Problem description ->
Extend the text on freezing oocytes at the pronuclear stage, beginning after its last sentence.

*** Opening Extract to read ***

Cryopreservation of oocytes at the pronuclear stage
On the day after the oocyte retrieval during IVF or ICSI, we can see whether a sperm has penetrated an egg cell and whether both cells have become active and taken the first steps towards fertilisation successfully.
In this case, on microscopic examination, we would see two pronuclei in the oocytes - one with the father's and one with the mother's genetic information (= pronuclear diagnosis). The actual fertilisation, i.e. the fusion of the genomes from both partners, will not have taken place at this stage.
Should more oocytes reach the pronuclear stage than the patient wants to receive, we can freeze the spare pronuclear cells in a gentle, computer-controlled process and store them in liquid nitrogen at -196° C.

*** Closing Extract to read ***
*** Opening Recorded information ***

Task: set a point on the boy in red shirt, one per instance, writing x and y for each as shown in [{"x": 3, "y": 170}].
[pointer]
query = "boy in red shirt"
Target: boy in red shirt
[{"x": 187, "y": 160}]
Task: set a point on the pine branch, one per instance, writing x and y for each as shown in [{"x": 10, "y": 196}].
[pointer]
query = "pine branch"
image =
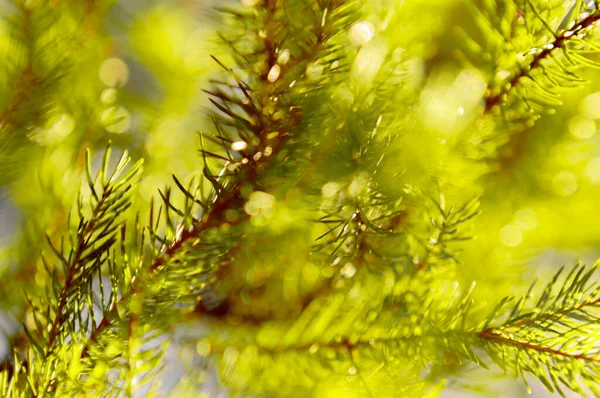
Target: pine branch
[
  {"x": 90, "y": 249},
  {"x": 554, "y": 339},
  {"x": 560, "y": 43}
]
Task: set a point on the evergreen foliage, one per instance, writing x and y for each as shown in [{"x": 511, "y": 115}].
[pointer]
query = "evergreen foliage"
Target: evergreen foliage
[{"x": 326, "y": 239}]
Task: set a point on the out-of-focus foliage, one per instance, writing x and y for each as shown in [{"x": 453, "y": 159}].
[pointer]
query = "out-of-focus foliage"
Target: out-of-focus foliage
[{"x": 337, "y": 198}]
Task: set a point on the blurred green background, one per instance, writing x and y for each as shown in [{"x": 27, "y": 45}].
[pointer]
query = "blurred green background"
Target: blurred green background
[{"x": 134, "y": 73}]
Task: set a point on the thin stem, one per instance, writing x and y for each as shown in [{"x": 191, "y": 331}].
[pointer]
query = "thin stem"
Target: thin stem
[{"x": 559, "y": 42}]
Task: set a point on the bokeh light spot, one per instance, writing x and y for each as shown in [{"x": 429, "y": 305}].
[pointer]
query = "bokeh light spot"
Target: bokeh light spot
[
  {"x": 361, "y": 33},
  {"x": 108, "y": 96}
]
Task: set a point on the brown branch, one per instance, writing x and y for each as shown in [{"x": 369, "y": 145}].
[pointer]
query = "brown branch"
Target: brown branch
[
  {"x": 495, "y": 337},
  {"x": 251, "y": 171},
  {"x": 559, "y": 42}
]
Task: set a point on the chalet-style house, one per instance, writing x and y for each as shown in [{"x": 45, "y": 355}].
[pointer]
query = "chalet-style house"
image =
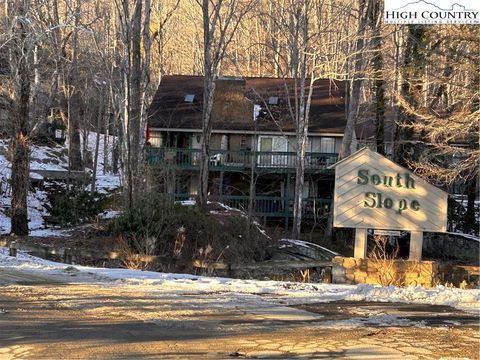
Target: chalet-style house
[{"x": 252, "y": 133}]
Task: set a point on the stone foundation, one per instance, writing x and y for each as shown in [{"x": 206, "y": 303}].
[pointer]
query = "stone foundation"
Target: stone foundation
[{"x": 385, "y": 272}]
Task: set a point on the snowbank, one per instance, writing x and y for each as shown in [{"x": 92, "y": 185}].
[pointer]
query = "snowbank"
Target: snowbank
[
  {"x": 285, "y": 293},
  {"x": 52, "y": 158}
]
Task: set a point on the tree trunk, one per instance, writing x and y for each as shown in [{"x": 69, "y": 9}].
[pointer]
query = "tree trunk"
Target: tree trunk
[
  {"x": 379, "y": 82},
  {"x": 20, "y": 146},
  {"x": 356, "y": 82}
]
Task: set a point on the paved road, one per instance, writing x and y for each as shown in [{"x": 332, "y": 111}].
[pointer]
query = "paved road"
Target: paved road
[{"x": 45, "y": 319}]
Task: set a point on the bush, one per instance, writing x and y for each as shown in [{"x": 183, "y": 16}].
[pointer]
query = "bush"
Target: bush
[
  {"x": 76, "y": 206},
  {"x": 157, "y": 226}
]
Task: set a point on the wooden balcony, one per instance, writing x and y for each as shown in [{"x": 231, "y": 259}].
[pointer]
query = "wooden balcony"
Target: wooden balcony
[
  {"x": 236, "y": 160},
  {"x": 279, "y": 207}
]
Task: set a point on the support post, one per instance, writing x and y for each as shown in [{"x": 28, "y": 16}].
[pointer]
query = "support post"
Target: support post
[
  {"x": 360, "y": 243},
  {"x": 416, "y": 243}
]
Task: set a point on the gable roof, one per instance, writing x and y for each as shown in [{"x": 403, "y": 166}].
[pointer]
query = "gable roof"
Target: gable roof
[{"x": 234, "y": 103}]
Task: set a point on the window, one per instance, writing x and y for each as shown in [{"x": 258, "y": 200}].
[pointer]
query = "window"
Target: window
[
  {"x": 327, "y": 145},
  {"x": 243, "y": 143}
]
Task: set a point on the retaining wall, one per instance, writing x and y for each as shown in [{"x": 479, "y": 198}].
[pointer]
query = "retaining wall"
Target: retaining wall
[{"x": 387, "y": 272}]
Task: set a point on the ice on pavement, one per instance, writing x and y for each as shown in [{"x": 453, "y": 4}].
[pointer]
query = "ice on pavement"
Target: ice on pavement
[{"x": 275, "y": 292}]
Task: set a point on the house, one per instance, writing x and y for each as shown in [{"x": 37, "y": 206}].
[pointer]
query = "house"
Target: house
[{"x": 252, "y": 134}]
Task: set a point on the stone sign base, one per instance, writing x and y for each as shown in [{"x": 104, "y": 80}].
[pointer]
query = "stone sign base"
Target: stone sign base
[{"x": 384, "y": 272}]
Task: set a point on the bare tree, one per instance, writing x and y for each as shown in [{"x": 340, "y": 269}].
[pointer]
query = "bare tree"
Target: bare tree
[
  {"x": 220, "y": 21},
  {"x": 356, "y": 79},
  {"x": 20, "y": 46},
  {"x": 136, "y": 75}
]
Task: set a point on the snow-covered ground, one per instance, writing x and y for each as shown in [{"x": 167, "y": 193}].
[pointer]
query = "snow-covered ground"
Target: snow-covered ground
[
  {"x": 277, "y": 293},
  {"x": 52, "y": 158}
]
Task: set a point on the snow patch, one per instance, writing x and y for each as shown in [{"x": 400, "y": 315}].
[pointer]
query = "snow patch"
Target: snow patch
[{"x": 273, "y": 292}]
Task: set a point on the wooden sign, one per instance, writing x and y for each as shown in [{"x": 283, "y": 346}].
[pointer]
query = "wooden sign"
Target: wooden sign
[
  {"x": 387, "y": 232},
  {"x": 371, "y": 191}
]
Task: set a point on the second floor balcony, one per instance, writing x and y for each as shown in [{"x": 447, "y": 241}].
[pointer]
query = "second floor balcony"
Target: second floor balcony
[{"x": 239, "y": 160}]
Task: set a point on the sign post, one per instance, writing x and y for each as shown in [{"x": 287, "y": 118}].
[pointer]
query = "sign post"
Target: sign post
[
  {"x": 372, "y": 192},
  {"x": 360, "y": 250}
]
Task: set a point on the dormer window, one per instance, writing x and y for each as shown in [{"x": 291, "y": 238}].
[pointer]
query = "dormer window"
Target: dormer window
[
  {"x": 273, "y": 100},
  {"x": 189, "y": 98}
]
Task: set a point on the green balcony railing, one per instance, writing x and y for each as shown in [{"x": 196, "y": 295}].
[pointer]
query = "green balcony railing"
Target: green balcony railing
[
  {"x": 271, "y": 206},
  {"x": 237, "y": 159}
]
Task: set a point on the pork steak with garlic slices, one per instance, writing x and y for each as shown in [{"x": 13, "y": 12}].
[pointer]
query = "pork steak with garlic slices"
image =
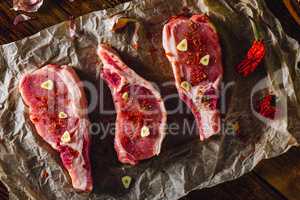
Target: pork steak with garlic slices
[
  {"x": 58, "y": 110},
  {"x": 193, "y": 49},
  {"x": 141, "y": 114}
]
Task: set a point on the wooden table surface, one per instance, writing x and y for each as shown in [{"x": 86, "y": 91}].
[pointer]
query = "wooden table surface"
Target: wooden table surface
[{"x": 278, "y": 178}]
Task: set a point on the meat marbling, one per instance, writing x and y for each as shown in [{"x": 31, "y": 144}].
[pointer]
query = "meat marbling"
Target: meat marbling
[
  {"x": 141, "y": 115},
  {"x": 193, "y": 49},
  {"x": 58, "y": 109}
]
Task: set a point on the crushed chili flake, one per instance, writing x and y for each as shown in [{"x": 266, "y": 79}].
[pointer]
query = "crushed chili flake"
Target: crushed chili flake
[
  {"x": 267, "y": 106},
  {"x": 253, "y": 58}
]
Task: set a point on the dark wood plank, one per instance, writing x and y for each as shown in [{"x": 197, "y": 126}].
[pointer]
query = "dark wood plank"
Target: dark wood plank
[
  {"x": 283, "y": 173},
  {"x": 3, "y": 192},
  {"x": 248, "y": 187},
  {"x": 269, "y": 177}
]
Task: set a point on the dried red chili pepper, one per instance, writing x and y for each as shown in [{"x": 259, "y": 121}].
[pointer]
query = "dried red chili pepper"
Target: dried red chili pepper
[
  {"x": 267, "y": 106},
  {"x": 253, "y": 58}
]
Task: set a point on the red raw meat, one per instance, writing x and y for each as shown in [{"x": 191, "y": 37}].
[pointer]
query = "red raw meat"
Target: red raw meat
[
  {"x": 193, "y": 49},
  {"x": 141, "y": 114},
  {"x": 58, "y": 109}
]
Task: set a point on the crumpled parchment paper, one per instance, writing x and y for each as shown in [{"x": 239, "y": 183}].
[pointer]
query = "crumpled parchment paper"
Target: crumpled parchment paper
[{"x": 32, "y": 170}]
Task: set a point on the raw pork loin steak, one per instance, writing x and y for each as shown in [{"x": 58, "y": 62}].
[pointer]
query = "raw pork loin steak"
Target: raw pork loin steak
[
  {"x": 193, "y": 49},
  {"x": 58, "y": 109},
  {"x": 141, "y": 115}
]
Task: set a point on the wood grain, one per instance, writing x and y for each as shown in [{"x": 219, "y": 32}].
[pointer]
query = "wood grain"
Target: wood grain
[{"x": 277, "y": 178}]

*** Closing Recorded information ***

Task result ->
These cryopreserved pronuclear cells can then be transferred into the womb in a later cycle without the patient having to undergo stimulation and oocyte retrieval again. In this way, the chances of achieving a pregnancy per oocyte retrieval are increased. Statistically, 2/3 of the pronuclear cells survive cryopreservation well, and the chances of achieving pregnancy in a "thawing cycle" are around 25%.
Cryopreservation has been successfully performed globally for many years. No particular risks have been observed which would argue against the procedure. In particular, there has been no increased risk of abnormality in the resulting children.